- [Assignment]
The text of every record, exactly as given and with no pictures, should be your output.

- [Data provided]
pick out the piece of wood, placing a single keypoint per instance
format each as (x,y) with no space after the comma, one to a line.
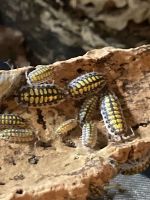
(67,173)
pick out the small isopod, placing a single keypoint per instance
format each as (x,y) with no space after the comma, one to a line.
(113,116)
(88,109)
(86,84)
(39,95)
(41,74)
(11,120)
(66,127)
(135,166)
(89,134)
(17,135)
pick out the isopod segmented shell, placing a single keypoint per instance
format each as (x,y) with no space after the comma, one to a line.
(11,120)
(88,109)
(135,166)
(40,95)
(66,127)
(41,74)
(17,135)
(113,116)
(89,134)
(86,84)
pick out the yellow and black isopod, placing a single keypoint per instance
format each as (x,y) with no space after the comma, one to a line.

- [Reply to the exercise]
pick out the piece of wood, placing a single keypoint per instance
format each as (x,y) with no space after the comma, one to a line.
(67,173)
pick out the small isopod, placing a single keypoint per instance
format each as (x,y) with no space after the comma, one to a line.
(113,116)
(88,109)
(86,84)
(39,95)
(41,74)
(11,120)
(66,127)
(135,166)
(89,134)
(17,135)
pick out the isopod segmented shell, placing a single keypoint per instance
format each as (x,y) with no space after the comma, one to a line.
(11,120)
(88,109)
(135,166)
(40,95)
(66,127)
(41,74)
(17,135)
(113,116)
(89,134)
(86,84)
pick out the yellow and black isopod, placing a single keypoint per instance
format each as (x,y) with no space after the comma, one to a line.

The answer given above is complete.